For the time being, however, I do not believe we are in a cult. One of the strangest things I witnessed during my years living in and around my parents’ guru came after we had left the group. My father began to hold his own weekly meditation groups and became more outspoken about his spiritual beliefs and abilities. He started to believe that he had the ability to heal people by touching them, and that he could divine their futures with the help of his psychic abilities and tarot cards. He began to have visions of angelic souls from other dimensions visiting him with important messages for humanity.
He wanted the power and reach of the guru who had left him behind. He wanted to be a guru himself. Until, of course, he got sick, and then it all fell apart.
Few people would deny that Donald Trump has a powerful desire for authority and control. Many find that cumbersome, obnoxious or dangerous. But his desire for control does not make him a cult leader. We may have elected a president who seeks more than his fair share of authority over the three branches of government, but until or unless we disassemble those powers, there are still boundaries to his behavior. Whatever your feelings might be about Trump’s sociopathic behavior, the term “cult” doesn’t feel effective. Should his administration succeeds in dismantling the branches of government and giving full authority to one individual, that would be a different situation.
Trump’s worldview may be informed by an outsized ideology, and he is clearly energized by the vigor and purity of his believers. He hungers for the allegiance of the crowds at his rallies, and runs his staff through a byzantine maze of loyalty tests. A cult, however, is a group singularly directed by a sociopathic narcissist who seeks to control their followers to do their bidding and move in whatever direction they, alone, choose. For now, we still have a choice.

:: Available data ::
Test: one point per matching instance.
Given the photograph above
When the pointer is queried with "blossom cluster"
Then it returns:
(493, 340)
==
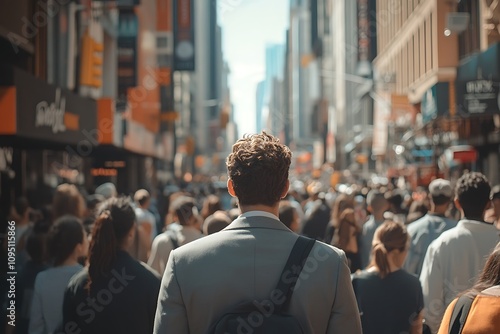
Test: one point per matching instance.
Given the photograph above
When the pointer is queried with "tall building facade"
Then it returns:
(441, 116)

:: Task list ::
[A] In two sentences, summarize the essay on cults.
[B] According to the essay on cults, what did the father begin to hold after the family left the group?

:: Set of answers ::
[A] The writer does not believe "we" are in a cult for now, and recalls that after the family left a guru's group, the writer's father claimed healing and psychic powers because he wanted to be a guru himself, until he got sick. Although Trump has a powerful desire for authority and control, the essay argues that this does not make him a cult leader, because the branches of government still set boundaries to his behavior and a cult is a group singularly directed by one sociopathic narcissist.

[B] His own weekly meditation groups.